**DIRECTIVE:**
Copy the material below verbatim, starting with the line that contains "of the navy" and continuing through its last line.

** start DATASET RECORDS **

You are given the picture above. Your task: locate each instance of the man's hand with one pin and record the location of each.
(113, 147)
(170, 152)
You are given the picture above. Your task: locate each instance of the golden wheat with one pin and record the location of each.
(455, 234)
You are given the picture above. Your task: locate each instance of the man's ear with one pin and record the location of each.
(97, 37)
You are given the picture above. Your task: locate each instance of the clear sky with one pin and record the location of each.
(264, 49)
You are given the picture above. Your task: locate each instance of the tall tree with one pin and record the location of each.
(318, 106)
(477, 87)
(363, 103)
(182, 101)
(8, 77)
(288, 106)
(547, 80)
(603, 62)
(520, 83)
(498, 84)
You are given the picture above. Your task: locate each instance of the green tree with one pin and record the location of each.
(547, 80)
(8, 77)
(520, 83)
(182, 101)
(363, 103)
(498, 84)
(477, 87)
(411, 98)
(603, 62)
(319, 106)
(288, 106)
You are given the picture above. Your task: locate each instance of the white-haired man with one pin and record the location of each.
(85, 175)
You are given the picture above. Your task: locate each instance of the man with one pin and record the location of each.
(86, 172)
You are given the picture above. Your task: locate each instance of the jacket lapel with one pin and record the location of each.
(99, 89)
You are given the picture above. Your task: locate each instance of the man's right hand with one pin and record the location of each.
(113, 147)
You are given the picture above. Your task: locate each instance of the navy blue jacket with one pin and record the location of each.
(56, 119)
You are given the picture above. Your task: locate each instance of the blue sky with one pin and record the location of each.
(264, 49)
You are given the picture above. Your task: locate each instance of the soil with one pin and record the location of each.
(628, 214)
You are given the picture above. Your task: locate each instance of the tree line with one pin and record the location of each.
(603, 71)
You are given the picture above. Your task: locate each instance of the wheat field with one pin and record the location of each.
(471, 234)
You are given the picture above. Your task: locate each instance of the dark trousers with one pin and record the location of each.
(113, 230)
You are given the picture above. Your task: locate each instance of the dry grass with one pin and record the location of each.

** end DATASET RECORDS **

**WRITTEN SOLUTION:**
You are given the picture above. Your task: locate each instance of the navy blue jacket with one pin and record the location of each.
(56, 119)
You are given the picture above. Your task: locate each instance of the blue sky with one pin and record the location of each.
(264, 49)
You are given the picture above. Your task: locate each instance of the soil with one pin and record the location of each.
(628, 214)
You are given the picture above. Your task: locate each instance of the tree line with one pin and record the location of each.
(603, 71)
You are given the picture above. Your task: locate each instance of the wheat field with one pin and record the location of each.
(471, 234)
You are given the picture above. Your task: locate each instance of the dark trousers with one pin and record the location of each.
(113, 230)
You are given the picture above. Your task: locate each instance of the dry grass with one pin and record the location of each.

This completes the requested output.